Exercise instructions: Your task is to print the material below exactly as presented.

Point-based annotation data

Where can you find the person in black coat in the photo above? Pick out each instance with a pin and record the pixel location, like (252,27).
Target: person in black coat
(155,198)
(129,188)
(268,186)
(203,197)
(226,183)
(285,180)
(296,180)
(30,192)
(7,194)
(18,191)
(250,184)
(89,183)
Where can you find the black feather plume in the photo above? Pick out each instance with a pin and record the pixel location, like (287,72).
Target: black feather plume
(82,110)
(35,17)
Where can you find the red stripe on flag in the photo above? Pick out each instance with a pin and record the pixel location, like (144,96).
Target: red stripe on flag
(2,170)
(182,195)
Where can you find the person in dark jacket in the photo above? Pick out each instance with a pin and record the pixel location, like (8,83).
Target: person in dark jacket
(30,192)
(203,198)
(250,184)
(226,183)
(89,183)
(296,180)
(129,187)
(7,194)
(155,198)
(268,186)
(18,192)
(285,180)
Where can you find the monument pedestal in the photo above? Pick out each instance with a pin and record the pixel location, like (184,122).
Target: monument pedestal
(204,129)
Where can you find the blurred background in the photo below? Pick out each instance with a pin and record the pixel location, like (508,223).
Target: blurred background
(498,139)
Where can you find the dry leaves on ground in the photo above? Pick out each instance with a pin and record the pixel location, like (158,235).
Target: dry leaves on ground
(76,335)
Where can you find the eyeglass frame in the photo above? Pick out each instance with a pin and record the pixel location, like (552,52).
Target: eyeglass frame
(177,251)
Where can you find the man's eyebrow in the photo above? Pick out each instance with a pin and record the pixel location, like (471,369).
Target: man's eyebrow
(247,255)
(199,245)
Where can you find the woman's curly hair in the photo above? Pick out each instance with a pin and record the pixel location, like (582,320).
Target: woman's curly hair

The reply:
Where can you find the person in black coat in the photo above? Pick out each instance with a pin and record the pixel location, like (252,27).
Target: person in black coat
(155,198)
(129,188)
(268,186)
(203,197)
(226,183)
(285,180)
(296,180)
(30,192)
(7,194)
(18,191)
(250,184)
(89,183)
Where can you find the black feather plume in the photo above? Pick out each instance with a pin and record the pixel location, like (287,72).
Target: black feather plume
(82,110)
(35,17)
Where can you find the red stripe on flag in the photo above? Pick out each instance with a pin and record the pixel location, like (144,96).
Target: red stripe on flag
(2,170)
(182,195)
Where can you find the person in dark jacket in the photo above? Pick out each instance with a pin and record the pixel location, like (8,83).
Target: person in dark jacket
(30,192)
(203,198)
(250,184)
(226,183)
(89,183)
(296,180)
(129,187)
(7,194)
(155,198)
(268,186)
(18,192)
(285,180)
Where can you find the monument pedestal in the photo above? Pick out each instance with a pin and record the pixel location, like (184,122).
Target: monument pedestal
(204,129)
Where can you find the blurred background in the photo below? Pick out each instance with a pin and record the pixel location, like (508,223).
Target: blurred background
(498,139)
Where can you find the dry leaves on ground in the photo above? Pick out each instance with a pin and record the pixel location, like (158,235).
Target: dry leaves on ground
(76,335)
Where can you find the eyeglass frame in the photo above? Pick out each instance with a pin and record the pixel location, like (552,52).
Target: eyeglass frame
(177,251)
Where can you find the man's eyebrow in the photo above? Pick out each instance with a pin and record the pixel location, like (471,369).
Target: man's eyebrow
(247,255)
(199,245)
Where can you find the woman's curly hair in the photo above? Pick out each instance with a pin and record the pixel location, like (582,320).
Target: woman's curly hair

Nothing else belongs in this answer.